◆ **Description of the task**: You are asked to write out the entries exactly as they are given.

◆ **Provided records**:
= = = =
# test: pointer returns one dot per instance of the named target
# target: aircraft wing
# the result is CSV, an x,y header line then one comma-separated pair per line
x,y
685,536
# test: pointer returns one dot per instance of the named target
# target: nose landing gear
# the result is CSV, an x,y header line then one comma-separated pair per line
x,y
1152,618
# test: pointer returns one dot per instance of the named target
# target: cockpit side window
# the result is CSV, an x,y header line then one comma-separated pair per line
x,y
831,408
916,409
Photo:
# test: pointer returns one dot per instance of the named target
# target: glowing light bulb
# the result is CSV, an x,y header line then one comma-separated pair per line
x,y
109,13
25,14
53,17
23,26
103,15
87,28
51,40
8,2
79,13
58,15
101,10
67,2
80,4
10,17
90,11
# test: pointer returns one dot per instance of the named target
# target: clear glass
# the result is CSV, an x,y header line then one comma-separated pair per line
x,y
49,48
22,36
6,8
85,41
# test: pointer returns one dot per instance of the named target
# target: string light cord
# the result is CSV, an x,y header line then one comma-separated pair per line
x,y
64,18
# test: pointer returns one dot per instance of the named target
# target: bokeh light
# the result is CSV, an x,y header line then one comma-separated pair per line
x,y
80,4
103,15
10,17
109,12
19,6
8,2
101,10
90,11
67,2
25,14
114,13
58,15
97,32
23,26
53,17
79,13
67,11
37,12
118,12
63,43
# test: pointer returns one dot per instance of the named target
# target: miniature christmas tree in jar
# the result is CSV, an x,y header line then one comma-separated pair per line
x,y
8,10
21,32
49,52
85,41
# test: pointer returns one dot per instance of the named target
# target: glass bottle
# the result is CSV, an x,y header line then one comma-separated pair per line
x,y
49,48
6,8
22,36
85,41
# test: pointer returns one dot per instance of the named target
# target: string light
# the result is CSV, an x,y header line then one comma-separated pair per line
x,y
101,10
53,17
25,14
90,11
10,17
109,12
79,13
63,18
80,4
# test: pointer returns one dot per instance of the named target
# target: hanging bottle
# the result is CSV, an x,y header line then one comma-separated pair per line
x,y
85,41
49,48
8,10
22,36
= = = =
◆ **Output of the task**:
# test: pointer returns one dot per instance of the named target
# target: aircraft wing
# the result is CSV, an x,y header line then one comma-separated pair per line
x,y
685,536
# test: pointer returns one dot per instance of the named target
# target: nose landing gear
# the result is CSV, an x,y header line then one comma-separated pair per line
x,y
1152,618
# test: pointer returns one dot per instance of the named target
# target: cockpit side window
# the result is CSV, an x,y header line then one comma-separated pair per line
x,y
831,408
916,409
Photo:
# test: pointer returns one dot per instance of the named target
# target: glowing light bulb
# the result is CSV, an x,y header line then one comma-separated pair per line
x,y
109,13
25,14
53,17
23,26
103,15
87,28
51,40
8,2
79,13
58,15
101,10
67,2
80,4
10,17
90,11
# test: pointer returns one dot per instance of the named target
# target: clear glass
# the result is CSV, an x,y header line then one comma-separated pair per line
x,y
49,48
22,36
6,8
85,41
# test: pointer returns one dot per instance of the named target
# target: string light cord
# the result is CSV, an x,y header line then one comma-separated pair per line
x,y
64,18
# test: pointer returns one dot per instance of the named target
# target: bokeh light
# the result is CSV, an x,y header line then one comma-separated pair per line
x,y
80,4
103,15
10,17
109,12
19,6
8,2
101,10
90,11
67,2
25,14
114,13
58,15
97,32
23,26
53,17
79,13
67,11
37,12
118,12
63,43
# test: pointer returns one dot per instance of the named target
# target: miniature christmas tree in jar
# the result is CSV, an x,y header line then one comma-separated pair per line
x,y
8,10
21,32
49,52
85,41
# test: pointer returns one dot per instance of the named target
# target: glass bottle
# the result is CSV, an x,y header line then one comma-separated pair per line
x,y
49,48
6,8
22,36
85,41
# test: pointer returns one dot per instance of the named target
# target: string light
# the result is CSV, an x,y header line then one comma-separated pair per line
x,y
101,10
53,17
25,14
90,11
10,17
109,12
79,13
63,18
80,4
# test: pointer returns one dot per instance of the named target
# target: hanging bottle
# the result is CSV, an x,y header line then one comma-separated pair per line
x,y
85,41
49,48
8,10
22,36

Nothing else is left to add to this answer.